> **Aim of the task**
Please identify each line in the items below that contains the word "ship", and copy those lines.

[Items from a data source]
—————

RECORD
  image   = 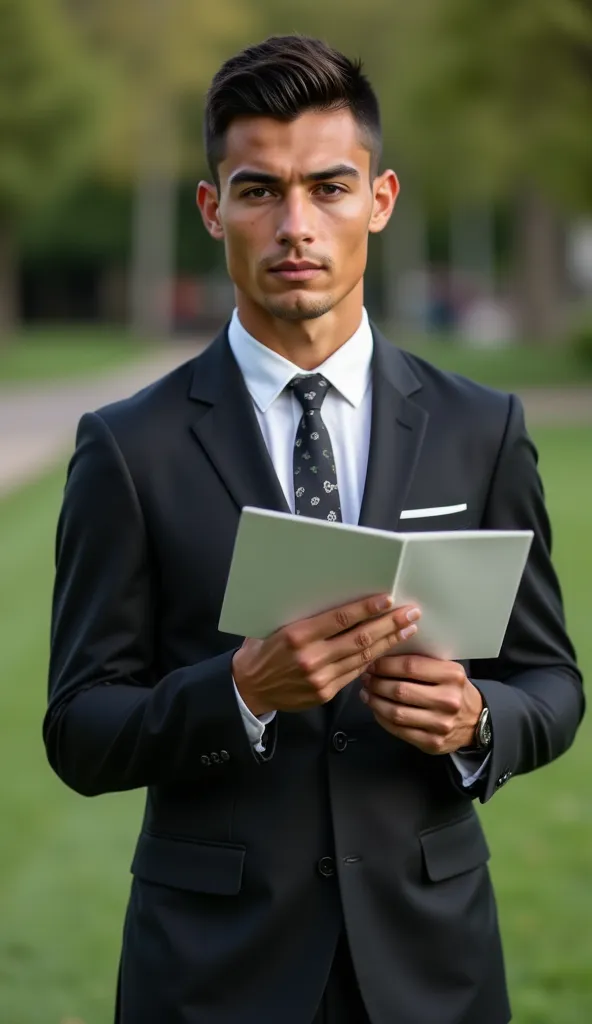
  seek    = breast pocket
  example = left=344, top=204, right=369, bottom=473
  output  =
left=398, top=502, right=475, bottom=534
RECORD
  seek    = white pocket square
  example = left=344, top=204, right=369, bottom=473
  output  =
left=400, top=502, right=467, bottom=519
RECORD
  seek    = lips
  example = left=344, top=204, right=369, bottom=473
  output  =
left=270, top=259, right=323, bottom=273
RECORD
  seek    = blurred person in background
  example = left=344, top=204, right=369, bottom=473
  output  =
left=44, top=37, right=583, bottom=1024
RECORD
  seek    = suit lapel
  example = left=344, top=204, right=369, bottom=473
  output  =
left=360, top=330, right=428, bottom=529
left=189, top=330, right=290, bottom=512
left=328, top=327, right=428, bottom=728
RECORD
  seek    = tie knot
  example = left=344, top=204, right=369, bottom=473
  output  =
left=289, top=374, right=331, bottom=410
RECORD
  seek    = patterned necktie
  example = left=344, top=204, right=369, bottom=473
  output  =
left=289, top=374, right=341, bottom=522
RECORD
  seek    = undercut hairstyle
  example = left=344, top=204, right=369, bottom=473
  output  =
left=204, top=35, right=382, bottom=188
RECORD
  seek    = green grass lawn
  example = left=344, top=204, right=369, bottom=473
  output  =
left=0, top=327, right=149, bottom=386
left=385, top=330, right=592, bottom=391
left=0, top=429, right=592, bottom=1024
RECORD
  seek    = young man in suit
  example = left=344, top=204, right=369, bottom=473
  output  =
left=44, top=37, right=583, bottom=1024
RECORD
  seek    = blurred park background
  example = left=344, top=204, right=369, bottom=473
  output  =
left=0, top=0, right=592, bottom=1024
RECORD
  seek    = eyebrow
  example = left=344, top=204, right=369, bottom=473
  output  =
left=228, top=164, right=361, bottom=185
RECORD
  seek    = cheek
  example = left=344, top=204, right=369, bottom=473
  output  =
left=224, top=223, right=256, bottom=280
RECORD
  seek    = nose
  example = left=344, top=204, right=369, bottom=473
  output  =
left=276, top=193, right=314, bottom=249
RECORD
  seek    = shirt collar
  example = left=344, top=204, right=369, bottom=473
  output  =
left=228, top=309, right=374, bottom=413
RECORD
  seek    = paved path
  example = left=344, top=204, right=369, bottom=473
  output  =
left=0, top=343, right=203, bottom=497
left=0, top=350, right=592, bottom=496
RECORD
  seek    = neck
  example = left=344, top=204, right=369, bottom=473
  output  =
left=237, top=287, right=364, bottom=370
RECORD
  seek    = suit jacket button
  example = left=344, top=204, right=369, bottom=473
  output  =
left=316, top=857, right=335, bottom=879
left=332, top=732, right=348, bottom=754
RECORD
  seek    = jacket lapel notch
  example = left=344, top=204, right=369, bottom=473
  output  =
left=360, top=331, right=428, bottom=530
left=189, top=330, right=289, bottom=512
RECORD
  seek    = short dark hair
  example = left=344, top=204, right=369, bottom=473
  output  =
left=204, top=35, right=382, bottom=184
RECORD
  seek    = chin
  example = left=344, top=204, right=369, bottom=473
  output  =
left=263, top=294, right=335, bottom=321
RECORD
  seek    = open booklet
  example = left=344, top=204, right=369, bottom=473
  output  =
left=219, top=507, right=533, bottom=660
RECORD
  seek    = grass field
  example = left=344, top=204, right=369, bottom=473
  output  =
left=0, top=327, right=149, bottom=385
left=0, top=327, right=592, bottom=391
left=387, top=332, right=592, bottom=391
left=0, top=429, right=592, bottom=1024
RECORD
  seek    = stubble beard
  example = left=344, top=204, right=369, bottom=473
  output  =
left=260, top=296, right=335, bottom=323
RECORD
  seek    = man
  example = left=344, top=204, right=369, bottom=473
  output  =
left=45, top=37, right=583, bottom=1024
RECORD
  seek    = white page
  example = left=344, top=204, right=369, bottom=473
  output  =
left=219, top=508, right=403, bottom=638
left=393, top=530, right=533, bottom=660
left=219, top=508, right=533, bottom=660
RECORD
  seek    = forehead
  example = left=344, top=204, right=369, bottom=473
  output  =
left=219, top=110, right=370, bottom=181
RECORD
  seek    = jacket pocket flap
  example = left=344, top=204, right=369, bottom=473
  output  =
left=131, top=833, right=245, bottom=896
left=419, top=814, right=490, bottom=882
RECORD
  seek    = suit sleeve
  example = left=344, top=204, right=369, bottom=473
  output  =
left=43, top=414, right=276, bottom=796
left=462, top=395, right=584, bottom=803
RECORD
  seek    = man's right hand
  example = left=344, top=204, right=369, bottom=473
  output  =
left=232, top=594, right=421, bottom=715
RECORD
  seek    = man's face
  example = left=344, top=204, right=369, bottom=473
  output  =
left=198, top=110, right=396, bottom=321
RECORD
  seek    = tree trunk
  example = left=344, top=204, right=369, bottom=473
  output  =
left=131, top=167, right=176, bottom=341
left=514, top=187, right=564, bottom=344
left=0, top=220, right=18, bottom=346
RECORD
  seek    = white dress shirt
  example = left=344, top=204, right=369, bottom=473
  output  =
left=223, top=309, right=484, bottom=785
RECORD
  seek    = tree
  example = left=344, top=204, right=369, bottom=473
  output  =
left=387, top=0, right=592, bottom=341
left=0, top=0, right=97, bottom=338
left=73, top=0, right=255, bottom=338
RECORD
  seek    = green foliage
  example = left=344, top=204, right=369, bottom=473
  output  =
left=569, top=322, right=592, bottom=373
left=389, top=0, right=592, bottom=207
left=0, top=428, right=592, bottom=1024
left=0, top=0, right=96, bottom=222
left=0, top=327, right=150, bottom=386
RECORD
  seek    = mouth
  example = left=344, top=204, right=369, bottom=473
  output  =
left=269, top=260, right=324, bottom=281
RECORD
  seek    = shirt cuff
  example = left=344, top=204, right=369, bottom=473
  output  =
left=232, top=677, right=276, bottom=754
left=451, top=752, right=492, bottom=790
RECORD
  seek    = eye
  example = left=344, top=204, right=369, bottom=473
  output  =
left=318, top=181, right=345, bottom=199
left=243, top=185, right=271, bottom=199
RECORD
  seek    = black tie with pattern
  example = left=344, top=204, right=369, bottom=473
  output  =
left=289, top=374, right=341, bottom=522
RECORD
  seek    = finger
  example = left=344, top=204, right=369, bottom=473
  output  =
left=366, top=715, right=444, bottom=757
left=371, top=654, right=466, bottom=683
left=362, top=674, right=434, bottom=710
left=360, top=690, right=444, bottom=735
left=286, top=594, right=415, bottom=643
left=325, top=607, right=420, bottom=671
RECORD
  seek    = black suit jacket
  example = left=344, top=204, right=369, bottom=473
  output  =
left=44, top=331, right=583, bottom=1024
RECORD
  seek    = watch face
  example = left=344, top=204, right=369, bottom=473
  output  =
left=479, top=708, right=492, bottom=746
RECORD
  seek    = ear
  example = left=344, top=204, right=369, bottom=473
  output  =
left=196, top=181, right=224, bottom=242
left=368, top=170, right=399, bottom=234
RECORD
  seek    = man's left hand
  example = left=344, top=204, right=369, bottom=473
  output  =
left=361, top=654, right=483, bottom=754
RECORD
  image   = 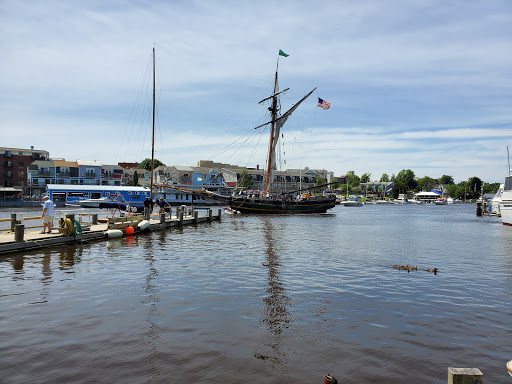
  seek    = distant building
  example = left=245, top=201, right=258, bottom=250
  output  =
left=0, top=147, right=50, bottom=195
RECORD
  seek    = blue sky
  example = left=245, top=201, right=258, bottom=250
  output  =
left=0, top=0, right=512, bottom=182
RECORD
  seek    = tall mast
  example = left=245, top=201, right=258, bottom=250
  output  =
left=265, top=66, right=279, bottom=194
left=149, top=47, right=155, bottom=199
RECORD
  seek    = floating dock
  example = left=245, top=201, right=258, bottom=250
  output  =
left=0, top=206, right=222, bottom=255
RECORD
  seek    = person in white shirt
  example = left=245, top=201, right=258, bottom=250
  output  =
left=41, top=196, right=53, bottom=233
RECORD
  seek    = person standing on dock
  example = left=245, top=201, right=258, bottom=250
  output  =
left=41, top=196, right=53, bottom=233
left=144, top=196, right=153, bottom=220
left=158, top=197, right=167, bottom=214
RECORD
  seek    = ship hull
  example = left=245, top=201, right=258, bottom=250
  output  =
left=229, top=198, right=336, bottom=215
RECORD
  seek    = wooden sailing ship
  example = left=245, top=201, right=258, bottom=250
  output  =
left=229, top=52, right=336, bottom=214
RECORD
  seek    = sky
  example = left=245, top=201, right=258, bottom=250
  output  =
left=0, top=0, right=512, bottom=182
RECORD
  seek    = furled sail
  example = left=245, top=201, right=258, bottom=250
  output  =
left=267, top=88, right=316, bottom=192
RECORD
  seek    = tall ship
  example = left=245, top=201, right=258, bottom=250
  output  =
left=155, top=51, right=336, bottom=214
left=229, top=51, right=336, bottom=214
left=500, top=175, right=512, bottom=225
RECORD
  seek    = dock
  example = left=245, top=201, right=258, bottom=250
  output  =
left=0, top=206, right=222, bottom=256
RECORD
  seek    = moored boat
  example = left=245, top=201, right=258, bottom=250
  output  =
left=342, top=196, right=363, bottom=207
left=225, top=51, right=336, bottom=214
left=500, top=175, right=512, bottom=225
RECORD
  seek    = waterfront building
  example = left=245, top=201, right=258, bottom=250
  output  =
left=46, top=184, right=150, bottom=204
left=101, top=164, right=124, bottom=185
left=76, top=160, right=101, bottom=185
left=0, top=147, right=50, bottom=197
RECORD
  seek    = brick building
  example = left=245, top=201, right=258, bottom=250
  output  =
left=0, top=147, right=50, bottom=195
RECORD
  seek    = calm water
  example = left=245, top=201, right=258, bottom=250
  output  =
left=0, top=205, right=512, bottom=383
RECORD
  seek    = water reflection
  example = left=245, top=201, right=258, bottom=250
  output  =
left=141, top=236, right=160, bottom=382
left=256, top=218, right=292, bottom=366
left=59, top=246, right=83, bottom=272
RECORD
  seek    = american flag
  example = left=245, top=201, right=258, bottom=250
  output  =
left=318, top=98, right=331, bottom=110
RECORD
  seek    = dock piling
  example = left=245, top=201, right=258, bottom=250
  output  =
left=11, top=213, right=16, bottom=232
left=448, top=367, right=483, bottom=384
left=14, top=224, right=25, bottom=243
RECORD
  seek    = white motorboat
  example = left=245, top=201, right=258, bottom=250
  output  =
left=394, top=193, right=409, bottom=204
left=500, top=175, right=512, bottom=225
left=375, top=200, right=393, bottom=205
left=78, top=196, right=124, bottom=208
left=341, top=196, right=363, bottom=207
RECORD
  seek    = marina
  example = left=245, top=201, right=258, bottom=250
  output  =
left=0, top=204, right=512, bottom=384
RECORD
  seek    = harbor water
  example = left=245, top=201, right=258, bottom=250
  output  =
left=0, top=204, right=512, bottom=384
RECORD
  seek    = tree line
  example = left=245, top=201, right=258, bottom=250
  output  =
left=334, top=169, right=500, bottom=200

—————

> **Task response**
  seek    = ship hull
  seek    = wooden sailing ship
  seek    = tall ship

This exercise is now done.